Do this
Copy out every item below, swapping "segmenter" for "annotator" and leaving everything else unchanged.

Supplied material
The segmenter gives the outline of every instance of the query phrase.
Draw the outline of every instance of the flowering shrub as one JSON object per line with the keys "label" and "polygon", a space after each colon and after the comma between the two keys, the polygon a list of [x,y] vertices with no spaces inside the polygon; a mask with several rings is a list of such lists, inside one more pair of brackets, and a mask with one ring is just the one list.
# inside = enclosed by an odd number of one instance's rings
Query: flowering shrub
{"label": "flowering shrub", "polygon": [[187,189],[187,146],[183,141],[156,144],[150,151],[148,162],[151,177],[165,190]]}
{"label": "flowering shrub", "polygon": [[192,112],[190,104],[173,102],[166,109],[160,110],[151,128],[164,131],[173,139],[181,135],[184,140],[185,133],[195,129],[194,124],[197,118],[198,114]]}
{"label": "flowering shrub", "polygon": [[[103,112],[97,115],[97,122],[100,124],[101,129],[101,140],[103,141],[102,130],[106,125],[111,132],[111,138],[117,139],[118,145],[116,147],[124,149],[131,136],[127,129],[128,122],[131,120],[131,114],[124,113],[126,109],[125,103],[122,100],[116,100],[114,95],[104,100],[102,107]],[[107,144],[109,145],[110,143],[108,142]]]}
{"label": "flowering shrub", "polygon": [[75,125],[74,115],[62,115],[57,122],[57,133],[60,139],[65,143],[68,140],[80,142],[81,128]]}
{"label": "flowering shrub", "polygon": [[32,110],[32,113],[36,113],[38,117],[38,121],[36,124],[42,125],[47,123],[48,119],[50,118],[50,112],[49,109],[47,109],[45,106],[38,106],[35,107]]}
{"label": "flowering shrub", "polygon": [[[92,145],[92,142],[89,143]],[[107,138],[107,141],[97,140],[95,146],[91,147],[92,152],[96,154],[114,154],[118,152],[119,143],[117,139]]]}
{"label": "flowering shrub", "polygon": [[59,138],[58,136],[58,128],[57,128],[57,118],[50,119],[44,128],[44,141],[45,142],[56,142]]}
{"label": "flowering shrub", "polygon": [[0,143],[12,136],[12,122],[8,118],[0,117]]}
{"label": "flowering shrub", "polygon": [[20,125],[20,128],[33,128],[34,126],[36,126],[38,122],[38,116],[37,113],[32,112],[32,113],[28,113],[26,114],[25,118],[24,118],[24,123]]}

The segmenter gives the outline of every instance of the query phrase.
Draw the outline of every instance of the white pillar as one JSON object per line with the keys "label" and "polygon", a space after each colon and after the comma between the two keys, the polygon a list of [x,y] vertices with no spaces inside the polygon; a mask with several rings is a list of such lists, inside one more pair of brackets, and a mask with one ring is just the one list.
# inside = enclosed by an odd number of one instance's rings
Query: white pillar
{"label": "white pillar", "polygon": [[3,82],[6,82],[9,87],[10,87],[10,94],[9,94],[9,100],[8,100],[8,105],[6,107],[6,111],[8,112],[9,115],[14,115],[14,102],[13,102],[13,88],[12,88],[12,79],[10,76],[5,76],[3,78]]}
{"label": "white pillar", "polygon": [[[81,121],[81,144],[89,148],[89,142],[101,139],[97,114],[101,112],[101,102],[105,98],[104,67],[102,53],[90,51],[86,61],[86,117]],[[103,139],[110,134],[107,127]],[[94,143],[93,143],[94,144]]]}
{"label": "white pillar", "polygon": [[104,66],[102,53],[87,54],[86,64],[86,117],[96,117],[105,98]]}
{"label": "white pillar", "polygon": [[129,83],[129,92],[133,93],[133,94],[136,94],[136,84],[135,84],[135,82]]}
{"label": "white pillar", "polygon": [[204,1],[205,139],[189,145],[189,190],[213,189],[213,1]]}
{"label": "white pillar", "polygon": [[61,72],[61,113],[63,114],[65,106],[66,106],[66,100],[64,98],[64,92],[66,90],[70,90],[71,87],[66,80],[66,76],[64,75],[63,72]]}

Written response
The annotator gives the outline of every instance of the query phrase.
Draw the outline of every instance of the flowering shrub as one JSON object per line with the keys "label" and "polygon", a space after each colon and after the comma between the two keys, the polygon a list of [x,y] vertices with no spaces inside the polygon; a mask with several rings is a list of such lists, inside one more pair of brackets, and a mask with one ring is just the one list.
# inside = enclosed by an odd number of one instance's rings
Query: flowering shrub
{"label": "flowering shrub", "polygon": [[187,189],[187,146],[183,141],[156,144],[150,151],[148,162],[151,177],[165,190]]}
{"label": "flowering shrub", "polygon": [[192,112],[190,104],[173,102],[166,109],[160,110],[151,128],[164,131],[173,139],[181,135],[184,140],[185,133],[195,129],[194,124],[197,118],[198,114]]}
{"label": "flowering shrub", "polygon": [[[103,112],[97,115],[97,122],[100,124],[101,129],[101,140],[103,141],[102,130],[106,125],[111,132],[111,138],[117,139],[118,145],[116,147],[124,149],[131,136],[127,129],[128,122],[131,120],[131,114],[124,113],[126,109],[125,103],[122,100],[116,100],[114,95],[104,100],[102,107]],[[107,144],[109,145],[110,143],[108,142]]]}
{"label": "flowering shrub", "polygon": [[75,125],[74,115],[62,115],[57,122],[57,133],[60,139],[65,143],[68,140],[80,142],[81,128]]}
{"label": "flowering shrub", "polygon": [[32,110],[32,113],[36,113],[38,117],[38,121],[36,124],[42,125],[47,123],[48,119],[50,118],[50,112],[49,109],[47,109],[45,106],[38,106],[35,107]]}
{"label": "flowering shrub", "polygon": [[[92,145],[92,142],[89,143]],[[107,138],[107,141],[97,140],[95,146],[91,147],[92,152],[96,154],[114,154],[118,152],[119,143],[117,139]]]}
{"label": "flowering shrub", "polygon": [[59,138],[58,136],[58,128],[57,128],[57,118],[50,119],[44,128],[44,141],[45,142],[56,142]]}
{"label": "flowering shrub", "polygon": [[0,143],[12,136],[12,122],[8,118],[0,117]]}
{"label": "flowering shrub", "polygon": [[20,125],[20,128],[33,128],[34,126],[36,126],[38,122],[38,116],[37,113],[32,112],[32,113],[28,113],[26,114],[25,118],[24,118],[24,123]]}

The annotator gives the outline of every instance of the query phrase.
Draw the outline of every instance of the white pillar as one JSON object per line with the keys "label" and "polygon", a space after each colon and after the comma between the two keys, the polygon a list of [x,y] vertices with no spaces inside the polygon; a mask with several rings is a list of such lists, inside one more pair of brackets, and a mask with one ring is just the one list.
# inside = enclosed by an odd number of one instance's rings
Query: white pillar
{"label": "white pillar", "polygon": [[3,82],[6,82],[9,87],[10,87],[10,94],[9,94],[9,100],[8,100],[8,105],[6,107],[6,111],[8,112],[9,115],[14,115],[14,102],[13,102],[13,88],[12,88],[12,79],[10,76],[5,76],[3,78]]}
{"label": "white pillar", "polygon": [[[81,121],[81,144],[89,148],[89,142],[101,139],[97,114],[101,112],[101,102],[105,98],[104,67],[102,53],[90,51],[86,61],[86,117]],[[103,139],[110,134],[107,127]],[[94,143],[93,143],[94,144]]]}
{"label": "white pillar", "polygon": [[104,66],[102,53],[87,54],[86,64],[86,117],[96,117],[105,98]]}
{"label": "white pillar", "polygon": [[129,83],[129,92],[133,93],[133,94],[136,94],[136,84],[135,84],[135,82]]}
{"label": "white pillar", "polygon": [[204,1],[205,139],[189,145],[189,190],[213,189],[213,1]]}
{"label": "white pillar", "polygon": [[61,72],[61,113],[63,114],[65,106],[66,106],[66,100],[64,98],[64,92],[66,90],[70,90],[71,87],[66,80],[66,76],[64,75],[63,72]]}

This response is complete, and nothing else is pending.